WHAT THE TASK REQUIRES
Rewrite the items from their first line through the line containing "[(1031, 816)]", both ends included, as a JSON list of strings with one string per line and blank lines omitted.

MATERIAL SHOWN
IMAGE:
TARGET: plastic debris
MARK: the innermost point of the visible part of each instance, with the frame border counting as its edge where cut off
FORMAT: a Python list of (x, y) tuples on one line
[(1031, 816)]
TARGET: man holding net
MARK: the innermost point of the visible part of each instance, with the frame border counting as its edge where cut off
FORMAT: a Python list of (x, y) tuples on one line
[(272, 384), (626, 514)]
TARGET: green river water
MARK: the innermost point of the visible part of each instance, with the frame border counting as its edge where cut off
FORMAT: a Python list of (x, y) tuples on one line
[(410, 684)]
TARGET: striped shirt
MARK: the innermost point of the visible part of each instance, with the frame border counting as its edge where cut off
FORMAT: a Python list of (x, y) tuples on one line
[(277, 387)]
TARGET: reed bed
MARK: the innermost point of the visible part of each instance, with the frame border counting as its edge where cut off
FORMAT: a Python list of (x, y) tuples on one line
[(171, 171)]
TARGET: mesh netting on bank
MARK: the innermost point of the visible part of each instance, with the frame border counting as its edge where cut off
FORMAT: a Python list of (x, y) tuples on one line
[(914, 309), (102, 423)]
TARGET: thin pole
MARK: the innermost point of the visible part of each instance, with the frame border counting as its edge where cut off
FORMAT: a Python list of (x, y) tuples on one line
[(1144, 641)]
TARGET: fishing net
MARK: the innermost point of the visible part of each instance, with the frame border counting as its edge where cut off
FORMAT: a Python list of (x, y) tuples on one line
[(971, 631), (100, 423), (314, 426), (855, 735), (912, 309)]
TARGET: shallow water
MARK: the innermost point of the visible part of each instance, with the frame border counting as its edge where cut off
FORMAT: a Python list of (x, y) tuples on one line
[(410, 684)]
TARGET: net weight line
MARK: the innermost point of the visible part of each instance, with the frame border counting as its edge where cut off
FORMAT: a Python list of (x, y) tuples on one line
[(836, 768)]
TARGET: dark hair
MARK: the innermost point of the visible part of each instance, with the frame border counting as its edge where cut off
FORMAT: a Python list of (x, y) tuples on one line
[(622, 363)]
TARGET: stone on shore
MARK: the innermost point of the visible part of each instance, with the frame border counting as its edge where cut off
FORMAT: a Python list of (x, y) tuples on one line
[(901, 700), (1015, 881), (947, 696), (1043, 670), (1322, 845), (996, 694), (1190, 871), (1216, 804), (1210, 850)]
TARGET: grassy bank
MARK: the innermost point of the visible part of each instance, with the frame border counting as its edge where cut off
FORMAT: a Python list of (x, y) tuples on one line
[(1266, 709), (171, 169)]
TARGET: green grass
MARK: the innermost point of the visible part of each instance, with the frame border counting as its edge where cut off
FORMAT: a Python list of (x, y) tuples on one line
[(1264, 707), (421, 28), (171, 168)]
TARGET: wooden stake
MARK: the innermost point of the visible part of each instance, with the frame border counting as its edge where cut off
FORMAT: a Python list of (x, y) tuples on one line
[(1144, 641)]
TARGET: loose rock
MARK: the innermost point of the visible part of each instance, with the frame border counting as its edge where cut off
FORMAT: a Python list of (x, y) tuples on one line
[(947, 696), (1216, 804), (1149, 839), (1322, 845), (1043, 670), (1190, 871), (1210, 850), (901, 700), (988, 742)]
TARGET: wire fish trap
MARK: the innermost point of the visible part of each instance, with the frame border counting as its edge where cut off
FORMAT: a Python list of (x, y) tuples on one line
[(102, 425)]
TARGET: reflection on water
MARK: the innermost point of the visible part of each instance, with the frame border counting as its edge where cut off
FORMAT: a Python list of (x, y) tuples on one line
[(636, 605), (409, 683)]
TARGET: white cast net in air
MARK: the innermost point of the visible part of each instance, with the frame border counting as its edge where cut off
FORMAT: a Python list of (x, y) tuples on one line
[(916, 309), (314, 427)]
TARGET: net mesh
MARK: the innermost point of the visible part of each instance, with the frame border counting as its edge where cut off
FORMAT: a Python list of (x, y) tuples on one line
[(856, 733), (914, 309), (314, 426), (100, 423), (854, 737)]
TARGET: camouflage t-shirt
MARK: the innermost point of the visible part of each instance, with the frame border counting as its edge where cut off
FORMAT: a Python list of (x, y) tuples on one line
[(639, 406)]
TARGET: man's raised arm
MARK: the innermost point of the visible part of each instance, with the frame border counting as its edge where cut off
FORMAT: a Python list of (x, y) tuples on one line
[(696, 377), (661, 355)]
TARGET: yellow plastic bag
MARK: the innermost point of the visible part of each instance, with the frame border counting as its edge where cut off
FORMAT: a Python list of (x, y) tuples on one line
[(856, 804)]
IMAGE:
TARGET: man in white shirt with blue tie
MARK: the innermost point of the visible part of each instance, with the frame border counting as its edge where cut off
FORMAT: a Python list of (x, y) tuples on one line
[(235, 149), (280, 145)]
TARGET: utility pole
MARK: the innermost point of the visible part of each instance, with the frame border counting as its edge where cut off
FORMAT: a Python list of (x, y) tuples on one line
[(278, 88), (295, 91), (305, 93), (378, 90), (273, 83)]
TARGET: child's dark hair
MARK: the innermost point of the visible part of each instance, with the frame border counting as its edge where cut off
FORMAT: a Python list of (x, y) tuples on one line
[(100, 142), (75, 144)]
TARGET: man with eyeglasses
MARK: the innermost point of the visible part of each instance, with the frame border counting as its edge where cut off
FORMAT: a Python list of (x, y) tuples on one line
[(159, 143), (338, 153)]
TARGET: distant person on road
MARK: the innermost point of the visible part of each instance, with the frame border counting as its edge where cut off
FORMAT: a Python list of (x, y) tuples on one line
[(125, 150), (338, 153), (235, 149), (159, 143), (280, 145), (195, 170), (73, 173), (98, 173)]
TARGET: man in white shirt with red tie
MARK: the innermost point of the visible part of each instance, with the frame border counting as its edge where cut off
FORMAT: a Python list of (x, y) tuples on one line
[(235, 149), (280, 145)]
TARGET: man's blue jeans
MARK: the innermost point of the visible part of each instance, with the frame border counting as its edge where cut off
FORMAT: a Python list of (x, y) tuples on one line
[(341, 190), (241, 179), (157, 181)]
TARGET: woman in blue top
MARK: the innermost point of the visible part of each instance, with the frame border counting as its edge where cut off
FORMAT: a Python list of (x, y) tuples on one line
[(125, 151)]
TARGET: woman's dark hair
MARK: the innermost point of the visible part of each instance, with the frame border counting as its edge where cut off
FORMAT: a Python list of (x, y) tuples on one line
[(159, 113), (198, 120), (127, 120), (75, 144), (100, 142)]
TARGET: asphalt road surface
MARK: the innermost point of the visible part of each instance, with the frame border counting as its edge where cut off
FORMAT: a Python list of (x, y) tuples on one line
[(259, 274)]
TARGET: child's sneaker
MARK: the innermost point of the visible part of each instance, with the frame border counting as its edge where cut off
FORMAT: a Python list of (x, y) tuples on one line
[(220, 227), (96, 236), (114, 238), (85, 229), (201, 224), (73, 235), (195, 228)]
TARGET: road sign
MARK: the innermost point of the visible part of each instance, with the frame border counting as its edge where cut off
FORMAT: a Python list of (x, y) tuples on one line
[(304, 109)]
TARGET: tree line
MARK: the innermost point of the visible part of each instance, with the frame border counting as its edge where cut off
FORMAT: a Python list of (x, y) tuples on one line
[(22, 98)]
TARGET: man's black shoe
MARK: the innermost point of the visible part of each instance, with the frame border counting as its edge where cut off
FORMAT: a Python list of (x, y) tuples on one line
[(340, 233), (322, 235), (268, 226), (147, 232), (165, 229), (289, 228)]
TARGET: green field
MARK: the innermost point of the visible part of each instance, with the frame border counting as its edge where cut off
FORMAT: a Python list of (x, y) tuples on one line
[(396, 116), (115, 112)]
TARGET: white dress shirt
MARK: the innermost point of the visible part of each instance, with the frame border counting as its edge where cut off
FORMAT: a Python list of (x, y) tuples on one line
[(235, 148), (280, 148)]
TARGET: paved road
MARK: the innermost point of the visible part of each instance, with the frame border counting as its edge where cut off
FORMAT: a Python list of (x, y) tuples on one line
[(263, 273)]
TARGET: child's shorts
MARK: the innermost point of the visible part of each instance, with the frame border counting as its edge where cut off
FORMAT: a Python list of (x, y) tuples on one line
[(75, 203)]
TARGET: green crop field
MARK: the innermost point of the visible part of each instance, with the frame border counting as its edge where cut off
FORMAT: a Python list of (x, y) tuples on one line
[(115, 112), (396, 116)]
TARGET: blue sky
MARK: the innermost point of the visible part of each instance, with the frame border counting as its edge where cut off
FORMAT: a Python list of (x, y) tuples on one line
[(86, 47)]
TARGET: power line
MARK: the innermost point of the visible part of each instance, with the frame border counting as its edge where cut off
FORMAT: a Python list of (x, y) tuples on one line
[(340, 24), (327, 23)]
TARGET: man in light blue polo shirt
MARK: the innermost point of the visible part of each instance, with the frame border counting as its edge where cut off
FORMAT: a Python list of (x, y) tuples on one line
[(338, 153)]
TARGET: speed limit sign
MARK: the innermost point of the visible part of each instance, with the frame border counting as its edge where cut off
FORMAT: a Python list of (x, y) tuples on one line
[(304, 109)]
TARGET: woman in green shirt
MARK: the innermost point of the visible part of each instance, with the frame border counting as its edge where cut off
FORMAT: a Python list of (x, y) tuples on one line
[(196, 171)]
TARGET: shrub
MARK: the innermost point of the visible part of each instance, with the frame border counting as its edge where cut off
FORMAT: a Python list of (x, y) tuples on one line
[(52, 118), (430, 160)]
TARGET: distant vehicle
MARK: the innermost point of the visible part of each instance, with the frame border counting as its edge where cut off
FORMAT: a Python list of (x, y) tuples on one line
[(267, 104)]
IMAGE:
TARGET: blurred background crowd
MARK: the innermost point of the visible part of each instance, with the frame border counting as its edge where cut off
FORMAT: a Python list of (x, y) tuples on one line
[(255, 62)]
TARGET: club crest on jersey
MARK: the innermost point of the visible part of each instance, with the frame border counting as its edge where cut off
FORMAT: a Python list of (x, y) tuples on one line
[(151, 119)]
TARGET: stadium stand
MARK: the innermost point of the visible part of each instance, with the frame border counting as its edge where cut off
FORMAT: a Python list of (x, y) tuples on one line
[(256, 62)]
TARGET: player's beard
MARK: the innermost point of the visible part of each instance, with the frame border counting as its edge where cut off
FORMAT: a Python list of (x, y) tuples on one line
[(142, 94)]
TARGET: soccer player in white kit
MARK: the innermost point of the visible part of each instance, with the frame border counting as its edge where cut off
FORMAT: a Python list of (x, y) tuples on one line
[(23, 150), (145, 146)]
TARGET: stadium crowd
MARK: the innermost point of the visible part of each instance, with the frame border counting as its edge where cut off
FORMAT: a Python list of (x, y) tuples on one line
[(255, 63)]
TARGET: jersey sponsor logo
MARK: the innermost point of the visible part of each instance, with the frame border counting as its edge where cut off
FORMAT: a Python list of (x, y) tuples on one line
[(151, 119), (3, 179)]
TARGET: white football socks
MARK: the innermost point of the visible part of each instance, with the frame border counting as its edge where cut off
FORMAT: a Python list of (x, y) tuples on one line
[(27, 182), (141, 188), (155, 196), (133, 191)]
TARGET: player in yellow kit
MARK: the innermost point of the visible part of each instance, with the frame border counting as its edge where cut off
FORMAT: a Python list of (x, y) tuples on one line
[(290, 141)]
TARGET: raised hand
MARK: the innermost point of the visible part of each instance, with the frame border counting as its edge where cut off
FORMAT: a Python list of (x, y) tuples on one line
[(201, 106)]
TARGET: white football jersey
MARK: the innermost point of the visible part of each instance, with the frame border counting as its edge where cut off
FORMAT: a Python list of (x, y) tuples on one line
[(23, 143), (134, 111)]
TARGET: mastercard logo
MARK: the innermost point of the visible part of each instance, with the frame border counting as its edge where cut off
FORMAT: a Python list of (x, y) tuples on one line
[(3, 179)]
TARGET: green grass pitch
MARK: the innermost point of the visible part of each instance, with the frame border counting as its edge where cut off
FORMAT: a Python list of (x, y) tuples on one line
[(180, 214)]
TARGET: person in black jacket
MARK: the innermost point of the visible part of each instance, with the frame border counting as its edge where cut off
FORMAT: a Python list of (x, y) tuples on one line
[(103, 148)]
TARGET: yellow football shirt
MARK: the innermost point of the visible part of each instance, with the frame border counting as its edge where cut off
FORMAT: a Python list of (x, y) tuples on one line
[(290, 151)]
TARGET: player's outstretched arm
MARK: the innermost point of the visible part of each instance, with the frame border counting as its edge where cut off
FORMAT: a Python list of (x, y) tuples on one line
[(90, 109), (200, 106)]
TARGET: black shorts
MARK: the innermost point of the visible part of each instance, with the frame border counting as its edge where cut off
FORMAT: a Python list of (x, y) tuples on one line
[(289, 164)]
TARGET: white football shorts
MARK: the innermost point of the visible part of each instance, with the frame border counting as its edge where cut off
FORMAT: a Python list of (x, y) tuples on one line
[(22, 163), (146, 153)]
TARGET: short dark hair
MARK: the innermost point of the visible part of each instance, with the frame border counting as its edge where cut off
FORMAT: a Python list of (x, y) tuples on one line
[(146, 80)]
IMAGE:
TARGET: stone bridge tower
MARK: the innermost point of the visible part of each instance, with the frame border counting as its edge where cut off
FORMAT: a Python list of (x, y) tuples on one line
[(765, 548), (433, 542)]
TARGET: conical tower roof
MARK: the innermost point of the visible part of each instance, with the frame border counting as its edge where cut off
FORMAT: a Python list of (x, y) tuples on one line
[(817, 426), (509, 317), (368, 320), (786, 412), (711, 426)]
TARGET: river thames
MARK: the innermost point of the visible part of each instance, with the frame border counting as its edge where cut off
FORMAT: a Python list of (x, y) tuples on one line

RIGHT ANSWER
[
  "IMAGE:",
  "TARGET: plastic debris",
  "MARK: the innermost point of the visible part of each instance, with the frame border counting as its edge where cut off",
  "FORMAT: a Python list of (x, y) tuples on one line",
  "[(1031, 816)]"
]